Text shown —

▬▬▬▬▬▬

First, in preparing the input to the model, you want to fetch the pretrained weights of the InceptionV3 model and remove the fully connected layer at the end because you will be replacing it later. You will also specify the input shape that your model will accept. Lastly, you want to freeze the weights of these layers because they have been trained already.

In [None]:
# Download the pre-trained weights. No top means it excludes the fully connected layer it uses for classification.
#!wget --no-check-certificate \
#    https://storage.googleapis.com/mledu-datasets/inception_v3_weights_tf_dim_ordering_tf_kernels_notop.h5 

In [1]:
from tensorflow.keras.applications.inception_v3 import InceptionV3
from tensorflow.keras import layers

# Set the weights file you downloaded into a variable
local_weights_file = './inception_v3_weights_tf_dim_ordering_tf_kernels_notop.h5'

# Initialize the base model.
# Set the input shape and remove the dense layers.
pre_trained_model = InceptionV3(input_shape = (150, 150, 3), 
                                include_top = False, 
                                weights = None)

# Load the pre-trained weights you downloaded.
pre_trained_model.load_weights(local_weights_file)

# Freeze the weights of the layers.
for layer in pre_trained_model.layers:
  layer.trainable = False

You can see the summary of the model below. You can see that it is a very deep network. You can then select up to which point of the network you want to use. As Laurence showed in the exercise, you will use up to `mixed_7` as your base model and add to that. This is because the original last layer might be too specialized in what it has learned so it might not translate well into your application. mixed_7 on the other hand will be more generalized and you can start with that for your application. After the exercise, feel free to modify and use other layers to see what the results you get.

▬▬▬▬▬▬

Object pointing dataset rows:
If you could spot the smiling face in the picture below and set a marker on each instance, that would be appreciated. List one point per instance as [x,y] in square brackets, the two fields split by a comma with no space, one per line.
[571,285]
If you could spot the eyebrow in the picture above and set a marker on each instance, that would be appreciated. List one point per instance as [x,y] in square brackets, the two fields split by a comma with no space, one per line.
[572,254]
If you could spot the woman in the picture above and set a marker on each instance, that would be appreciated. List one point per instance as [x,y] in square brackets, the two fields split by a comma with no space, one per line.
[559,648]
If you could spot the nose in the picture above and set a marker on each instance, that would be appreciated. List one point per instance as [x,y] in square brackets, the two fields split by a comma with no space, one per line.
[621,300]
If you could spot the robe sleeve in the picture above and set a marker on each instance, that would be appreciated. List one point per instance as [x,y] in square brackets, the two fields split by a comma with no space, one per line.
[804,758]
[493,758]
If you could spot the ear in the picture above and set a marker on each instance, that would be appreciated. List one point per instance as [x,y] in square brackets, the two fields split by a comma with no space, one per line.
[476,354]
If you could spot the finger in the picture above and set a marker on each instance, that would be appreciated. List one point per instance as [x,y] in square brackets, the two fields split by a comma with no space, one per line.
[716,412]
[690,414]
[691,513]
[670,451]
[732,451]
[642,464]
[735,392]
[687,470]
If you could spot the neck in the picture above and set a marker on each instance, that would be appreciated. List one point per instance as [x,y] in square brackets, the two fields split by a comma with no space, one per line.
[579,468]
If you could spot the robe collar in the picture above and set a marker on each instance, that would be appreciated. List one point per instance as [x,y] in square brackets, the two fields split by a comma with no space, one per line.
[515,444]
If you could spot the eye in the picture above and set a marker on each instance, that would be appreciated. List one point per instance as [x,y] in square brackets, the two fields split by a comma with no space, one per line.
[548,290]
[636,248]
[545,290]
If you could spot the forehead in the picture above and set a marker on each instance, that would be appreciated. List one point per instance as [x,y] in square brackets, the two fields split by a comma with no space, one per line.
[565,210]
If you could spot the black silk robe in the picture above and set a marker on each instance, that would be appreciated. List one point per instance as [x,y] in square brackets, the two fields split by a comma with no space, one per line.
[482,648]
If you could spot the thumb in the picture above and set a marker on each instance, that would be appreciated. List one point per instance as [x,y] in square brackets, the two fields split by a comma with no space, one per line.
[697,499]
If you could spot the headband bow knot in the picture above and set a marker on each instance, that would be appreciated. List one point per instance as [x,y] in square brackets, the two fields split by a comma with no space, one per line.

▬▬▬▬▬▬

Exercises —
[1] Rewrite the stretch of the InceptionV3 text from "# Set the weights" through "the base model.", replacing "weights file" with "checkpoint file".
[2] According to the InceptionV3 text, up to which layer of the network will be used as the base model?
The entries play no role in what is asked here.

The results —
[1]
# Set the checkpoint file you downloaded into a variable
local_weights_file = './inception_v3_weights_tf_dim_ordering_tf_kernels_notop.h5'

# Initialize the base model.

[2] Up to mixed_7.